---- EXTRACT TO READ

For more information about when to call ReleaseComObject when you use serviced components, see Chapter 8, "Improving Enterprise Services Performance"

Do Not Force Garbage Collections with GC.Collect

A common approach for releasing unmanaged objects is to set the RCW reference to null, and call System.GC.Collect followed by System.GC.WaitForPendingFinalizers. This is not recommended for performance reasons, because in many situations it can trigger the garbage collector to run too often. Code written by using this approach significantly compromises the performance and scalability of server applications. You should let the garbage collector determine the appropriate time to perform a collection.

Code Access Security (CAS)

The CLR provides code access security (CAS) as a defensive measure against malicious code. CAS helps to ensure that assemblies have been granted sufficient permissions to be able to perform their work. For example, when code within an assembly attempts to call unmanaged code, CAS runs a security check to ensure that the assembly has been granted the UnmanagedCode permission.

CAS carries out security checks at run time. The checks involve a stack walk to ensure that each method in the current call stack has sufficient rights to perform the requested operation. The stack-walking procedure involves an expensive set of operations. However, the stack walk is important because it protects against luring attacks, in which malicious code in an untrusted assembly coerces code in a trusted assembly to perform sensitive operations on its behalf.

--------

**WHAT TO DO**
Copy word for word the part of the garbage collection text starting with "Do Not Force" and going on through "perform a collection.". The listing after this is separate material and has no link to the garbage collection text.

---- COLLECTED MATERIAL

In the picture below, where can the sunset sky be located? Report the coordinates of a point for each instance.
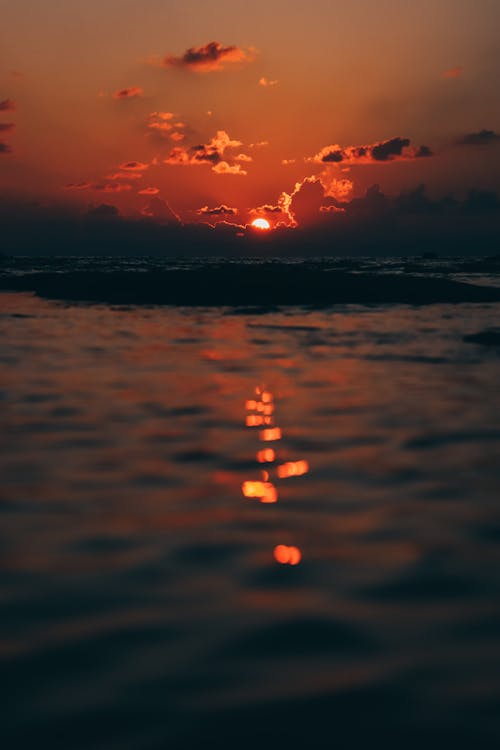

--------

**THE RESPONSE**
Do Not Force Garbage Collections with GC.Collect

A common approach for releasing unmanaged objects is to set the RCW reference to null, and call System.GC.Collect followed by System.GC.WaitForPendingFinalizers. This is not recommended for performance reasons, because in many situations it can trigger the garbage collector to run too often. Code written by using this approach significantly compromises the performance and scalability of server applications. You should let the garbage collector determine the appropriate time to perform a collection.